QUOTED PASSAGE -
================

We may want to transform the data so that it is easier to work with. First, let's split up the names into first and last names. Pandas provides some basic utilities for manipulating strings. For example the split operation (break up a string on a delimiter), which creates a new data frame with columns for each of the split value.

In [23]:
split_results = employees['Name'].str.split(',', expand=True)
split_results

Unnamed: 0,0,1
0,AARON,JEFFERY M
1,AARON,KARINA
2,AARON,KIMBERLEI R
3,ABAD JR,VICENTE M
4,ABARCA,EMMANUEL
...,...,...
32923,ZYLINSKA,KLAUDIA
32924,ZYMANTAS,LAURA C
32925,ZYMANTAS,MARK E
32926,ZYRKOWSKI,CARLO E


We can add this data as new columns to our original dataframe with the following code:

In [24]:
employees['first_name'] = split_results[1]
employees['last_name'] = split_results[0]

In [25]:
employees

Unnamed: 0,Name,Job Titles,Department,Full or Part-Time,Salary or Hourly,Typical Hours,Annual Salary,Hourly Rate,first_name,last_name
0,"AARON, JEFFERY M",SERGEANT,POLICE,F,Salary,,111444.0,,JEFFERY M,AARON
1,"AARON, KARINA",POLICE OFFICER (ASSIGNED AS DETECTIVE),POLICE,F,Salary,,94122.0,,KARINA,AARON
2,"AARON, KIMBERLEI R",CHIEF CONTRACT EXPEDITER,DAIS,F,Salary,,118608.0,,KIMBERLEI R,AARON
3,"ABAD JR, VICENTE M",CIVIL ENGINEER IV,WATER MGMNT,F,Salary,,117072.0,,VICENTE M,ABAD JR
4,"ABARCA, EMMANUEL",CONCRETE LABORER,TRANSPORTN,F,Hourly,40.0,,44.4,EMMANUEL,ABARCA
...,...,...,...,...,...,...,...,...,...,...

================

DATA SHOWN -
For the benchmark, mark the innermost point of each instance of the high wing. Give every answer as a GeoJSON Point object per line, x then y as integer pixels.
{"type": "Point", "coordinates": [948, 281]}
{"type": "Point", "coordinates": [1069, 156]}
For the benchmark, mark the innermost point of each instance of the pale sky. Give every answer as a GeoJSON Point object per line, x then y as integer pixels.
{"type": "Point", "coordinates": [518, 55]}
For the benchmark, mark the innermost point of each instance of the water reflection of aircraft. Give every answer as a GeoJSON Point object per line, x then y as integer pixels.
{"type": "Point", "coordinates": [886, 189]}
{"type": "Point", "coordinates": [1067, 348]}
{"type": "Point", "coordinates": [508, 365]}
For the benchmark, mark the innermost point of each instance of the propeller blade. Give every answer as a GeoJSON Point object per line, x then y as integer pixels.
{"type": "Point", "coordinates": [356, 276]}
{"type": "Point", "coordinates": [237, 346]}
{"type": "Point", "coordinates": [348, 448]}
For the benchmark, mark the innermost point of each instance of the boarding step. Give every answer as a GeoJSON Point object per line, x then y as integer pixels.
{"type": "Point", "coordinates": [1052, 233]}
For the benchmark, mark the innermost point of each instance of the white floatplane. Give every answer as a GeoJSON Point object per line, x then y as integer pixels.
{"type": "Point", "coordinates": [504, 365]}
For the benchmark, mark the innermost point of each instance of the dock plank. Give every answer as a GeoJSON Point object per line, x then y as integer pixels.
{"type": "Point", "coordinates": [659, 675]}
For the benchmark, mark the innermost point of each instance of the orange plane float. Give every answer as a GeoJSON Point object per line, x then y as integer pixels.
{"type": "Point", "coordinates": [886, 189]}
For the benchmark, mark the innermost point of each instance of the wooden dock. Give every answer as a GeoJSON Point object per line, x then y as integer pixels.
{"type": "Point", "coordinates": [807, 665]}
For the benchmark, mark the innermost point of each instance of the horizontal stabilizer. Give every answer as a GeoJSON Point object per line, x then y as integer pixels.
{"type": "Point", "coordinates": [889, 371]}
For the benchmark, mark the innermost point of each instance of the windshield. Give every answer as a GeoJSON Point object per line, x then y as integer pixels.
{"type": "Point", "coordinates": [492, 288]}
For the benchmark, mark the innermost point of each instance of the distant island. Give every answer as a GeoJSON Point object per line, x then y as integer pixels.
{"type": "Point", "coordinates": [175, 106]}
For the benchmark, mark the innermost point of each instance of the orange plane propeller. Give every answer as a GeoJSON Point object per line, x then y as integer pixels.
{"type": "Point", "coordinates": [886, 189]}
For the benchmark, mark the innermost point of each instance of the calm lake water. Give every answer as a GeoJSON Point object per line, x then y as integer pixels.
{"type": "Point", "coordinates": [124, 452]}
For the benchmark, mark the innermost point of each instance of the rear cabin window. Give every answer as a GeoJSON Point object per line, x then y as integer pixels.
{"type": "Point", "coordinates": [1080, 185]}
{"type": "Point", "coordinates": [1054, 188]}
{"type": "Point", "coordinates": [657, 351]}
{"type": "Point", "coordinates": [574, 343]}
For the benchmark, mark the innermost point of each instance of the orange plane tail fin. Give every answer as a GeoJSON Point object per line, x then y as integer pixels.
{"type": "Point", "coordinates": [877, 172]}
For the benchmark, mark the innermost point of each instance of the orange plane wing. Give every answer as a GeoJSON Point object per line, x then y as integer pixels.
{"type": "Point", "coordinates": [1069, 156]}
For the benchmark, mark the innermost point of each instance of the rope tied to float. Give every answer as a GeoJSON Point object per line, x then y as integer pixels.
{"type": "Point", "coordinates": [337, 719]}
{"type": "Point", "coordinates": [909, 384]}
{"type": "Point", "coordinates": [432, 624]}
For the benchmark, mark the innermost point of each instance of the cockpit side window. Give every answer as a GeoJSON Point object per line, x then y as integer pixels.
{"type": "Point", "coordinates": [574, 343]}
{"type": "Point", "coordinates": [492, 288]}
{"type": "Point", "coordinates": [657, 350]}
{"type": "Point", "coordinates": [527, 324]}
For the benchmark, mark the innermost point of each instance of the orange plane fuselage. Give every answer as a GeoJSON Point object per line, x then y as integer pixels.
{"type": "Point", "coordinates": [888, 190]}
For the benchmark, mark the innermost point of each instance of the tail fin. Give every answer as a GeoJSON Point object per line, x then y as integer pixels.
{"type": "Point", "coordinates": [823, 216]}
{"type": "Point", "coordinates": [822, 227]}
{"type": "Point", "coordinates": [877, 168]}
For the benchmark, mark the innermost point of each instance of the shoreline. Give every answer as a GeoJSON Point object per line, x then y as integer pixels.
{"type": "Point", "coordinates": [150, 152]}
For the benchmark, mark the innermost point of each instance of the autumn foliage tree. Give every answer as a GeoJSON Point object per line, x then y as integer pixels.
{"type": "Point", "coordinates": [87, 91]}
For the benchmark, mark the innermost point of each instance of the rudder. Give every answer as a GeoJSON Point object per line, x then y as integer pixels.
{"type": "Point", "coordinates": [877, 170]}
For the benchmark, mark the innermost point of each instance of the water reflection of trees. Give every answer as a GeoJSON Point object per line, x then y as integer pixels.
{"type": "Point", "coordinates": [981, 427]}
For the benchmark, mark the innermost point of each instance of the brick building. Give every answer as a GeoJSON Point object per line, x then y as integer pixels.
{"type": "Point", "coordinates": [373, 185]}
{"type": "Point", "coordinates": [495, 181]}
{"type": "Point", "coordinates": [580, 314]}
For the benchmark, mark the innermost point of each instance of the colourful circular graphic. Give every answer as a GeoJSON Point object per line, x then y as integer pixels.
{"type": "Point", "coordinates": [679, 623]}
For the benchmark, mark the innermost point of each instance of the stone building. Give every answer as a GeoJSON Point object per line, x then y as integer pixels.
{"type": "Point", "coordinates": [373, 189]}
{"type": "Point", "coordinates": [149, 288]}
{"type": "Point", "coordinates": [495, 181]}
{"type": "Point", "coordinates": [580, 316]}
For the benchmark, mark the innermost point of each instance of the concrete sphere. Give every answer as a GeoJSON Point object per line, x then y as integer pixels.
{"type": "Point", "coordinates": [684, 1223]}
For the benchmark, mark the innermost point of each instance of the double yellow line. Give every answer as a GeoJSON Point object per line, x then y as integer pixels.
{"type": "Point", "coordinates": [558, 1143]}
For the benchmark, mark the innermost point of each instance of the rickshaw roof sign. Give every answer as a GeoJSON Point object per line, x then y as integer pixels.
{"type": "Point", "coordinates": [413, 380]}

================

TASK - Reproduce the passage on splitting employee names with pandas, starting at "We may want" and ending at "split_results = employees['Name'].str.split(',', expand=True)", with "delimiter" swapped out for "separator".

RIGHT ANSWER -
We may want to transform the data so that it is easier to work with. First, let's split up the names into first and last names. Pandas provides some basic utilities for manipulating strings. For example the split operation (break up a string on a separator), which creates a new data frame with columns for each of the split value.

In [23]:
split_results = employees['Name'].str.split(',', expand=True)